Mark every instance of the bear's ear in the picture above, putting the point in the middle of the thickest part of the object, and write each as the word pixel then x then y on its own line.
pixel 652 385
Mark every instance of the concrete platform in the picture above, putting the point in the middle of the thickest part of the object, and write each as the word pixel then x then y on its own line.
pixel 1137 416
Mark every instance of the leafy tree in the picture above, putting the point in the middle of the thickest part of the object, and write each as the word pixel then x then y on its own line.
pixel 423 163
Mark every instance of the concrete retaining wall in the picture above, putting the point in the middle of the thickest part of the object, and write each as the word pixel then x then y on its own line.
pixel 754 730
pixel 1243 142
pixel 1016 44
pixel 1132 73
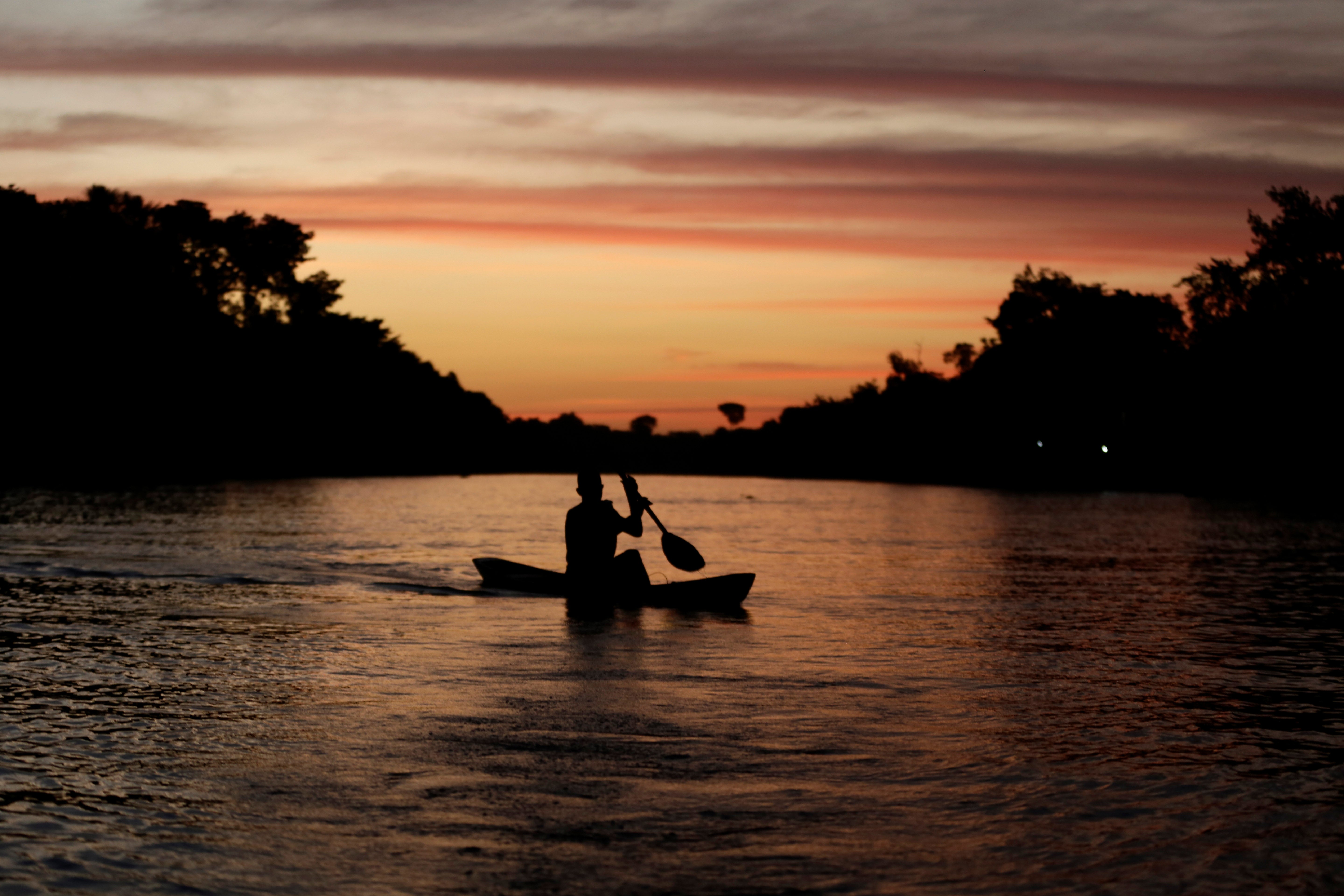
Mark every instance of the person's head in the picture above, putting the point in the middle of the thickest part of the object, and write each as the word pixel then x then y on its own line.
pixel 591 486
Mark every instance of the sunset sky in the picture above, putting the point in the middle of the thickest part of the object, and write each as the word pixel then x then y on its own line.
pixel 623 207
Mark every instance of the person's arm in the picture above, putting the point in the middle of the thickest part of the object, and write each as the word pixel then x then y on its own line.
pixel 634 525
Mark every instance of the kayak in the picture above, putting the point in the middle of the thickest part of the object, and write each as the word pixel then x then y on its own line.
pixel 713 593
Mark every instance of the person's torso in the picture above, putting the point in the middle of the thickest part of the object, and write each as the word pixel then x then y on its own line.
pixel 591 531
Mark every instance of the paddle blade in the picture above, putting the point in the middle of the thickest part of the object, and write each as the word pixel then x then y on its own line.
pixel 682 554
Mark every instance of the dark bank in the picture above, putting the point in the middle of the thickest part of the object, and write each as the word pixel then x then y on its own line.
pixel 159 343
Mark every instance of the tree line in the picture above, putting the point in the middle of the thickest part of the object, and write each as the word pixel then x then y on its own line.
pixel 161 342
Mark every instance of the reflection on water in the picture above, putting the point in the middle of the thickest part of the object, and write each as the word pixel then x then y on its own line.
pixel 232 690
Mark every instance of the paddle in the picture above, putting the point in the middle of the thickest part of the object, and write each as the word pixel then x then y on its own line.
pixel 679 553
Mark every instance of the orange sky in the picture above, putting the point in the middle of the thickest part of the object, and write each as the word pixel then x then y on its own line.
pixel 622 207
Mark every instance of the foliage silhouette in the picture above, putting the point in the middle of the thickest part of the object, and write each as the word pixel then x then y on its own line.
pixel 162 343
pixel 733 412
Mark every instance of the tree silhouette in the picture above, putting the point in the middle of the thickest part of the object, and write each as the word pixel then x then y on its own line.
pixel 736 413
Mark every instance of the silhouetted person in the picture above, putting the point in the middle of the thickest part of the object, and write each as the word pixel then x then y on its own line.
pixel 591 531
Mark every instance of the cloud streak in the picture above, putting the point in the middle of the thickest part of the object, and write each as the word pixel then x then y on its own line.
pixel 96 130
pixel 722 69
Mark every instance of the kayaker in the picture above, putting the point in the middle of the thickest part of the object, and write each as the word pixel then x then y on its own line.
pixel 591 530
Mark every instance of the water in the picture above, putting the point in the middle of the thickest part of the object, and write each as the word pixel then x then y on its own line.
pixel 265 688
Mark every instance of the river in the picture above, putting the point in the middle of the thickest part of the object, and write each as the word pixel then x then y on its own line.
pixel 269 688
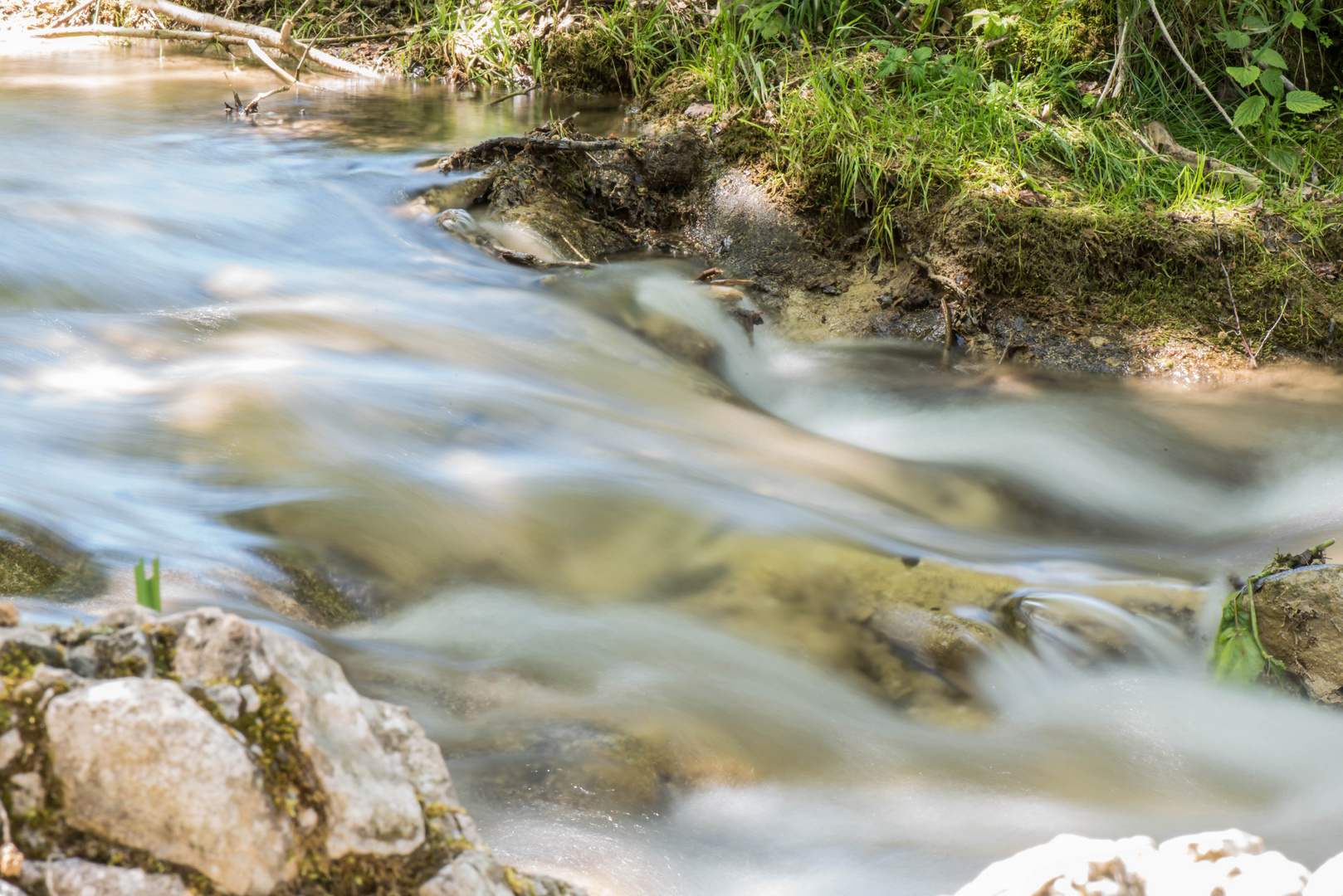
──────────
**Objective**.
Reproduce, character for character, the lines from the one containing "Mark every instance of the water" through the end of the records, both ends included. Leave the pictures out.

**Reply**.
Mark every instance of the water in the picture above, putting the point in the middle of the thickest part of the object, and write each as the word pixel then x then y on its own line.
pixel 265 688
Mark every instance of the river in the picture above, putting the point in the middle of the thickest part of the object, and write each as the word pixel then x then y on its own line.
pixel 269 688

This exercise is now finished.